───── Listing

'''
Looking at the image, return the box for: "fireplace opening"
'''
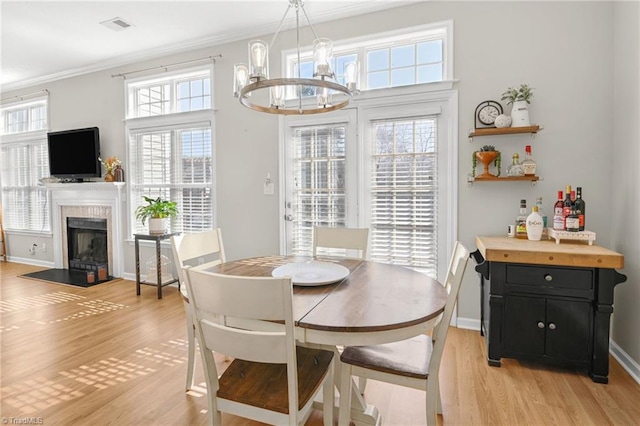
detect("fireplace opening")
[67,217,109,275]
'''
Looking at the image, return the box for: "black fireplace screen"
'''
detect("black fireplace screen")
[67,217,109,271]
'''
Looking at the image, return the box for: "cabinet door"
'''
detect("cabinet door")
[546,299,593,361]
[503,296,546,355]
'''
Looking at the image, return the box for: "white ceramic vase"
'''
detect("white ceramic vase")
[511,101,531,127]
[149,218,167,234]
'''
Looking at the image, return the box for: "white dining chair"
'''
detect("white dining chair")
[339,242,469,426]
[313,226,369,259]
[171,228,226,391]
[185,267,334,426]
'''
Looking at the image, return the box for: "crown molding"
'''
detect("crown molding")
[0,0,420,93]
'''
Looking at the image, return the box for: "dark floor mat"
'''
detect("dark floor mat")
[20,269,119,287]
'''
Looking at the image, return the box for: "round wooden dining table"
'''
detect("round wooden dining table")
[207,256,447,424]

──────────

- Aim -
Format every line of the entries above as a numbered list, omitting blank lines and leaving out the pictures.

- Finished exercise -
1. '''
2. Looking at the image, return the box for: "fireplace opening"
3. '''
4. detect("fireplace opening")
5. [67,217,109,275]
6. '''
7. Looking at the image, return the box for: "black fireplace screen"
8. '''
9. detect("black fireplace screen")
10. [67,217,109,271]
11. '''
12. Looking at the image, return the box for: "cabinet door"
13. '''
14. detect("cabinet door")
15. [546,299,593,361]
16. [503,296,546,355]
17. '''
18. Looking at the image, return the box for: "white ceramic vase"
19. '''
20. detect("white ceramic vase")
21. [511,101,531,127]
22. [149,218,167,234]
23. '''
24. Looking at the image, return the box for: "white dining chair"
25. '''
26. detect("white dining chair")
27. [339,242,469,426]
28. [313,226,369,259]
29. [171,228,226,391]
30. [185,267,334,426]
31. '''
32. Looking at the image, return the box for: "crown molding"
33. '''
34. detect("crown molding")
35. [0,0,420,93]
36. '''
37. Looking at the image, return the box for: "dark floor mat"
38. '''
39. detect("dark floor mat")
40. [20,269,119,287]
41. '''
42. Looking at the image, return the box for: "round wooden dining table"
43. '''
44. detect("round wooden dining table")
45. [207,256,447,424]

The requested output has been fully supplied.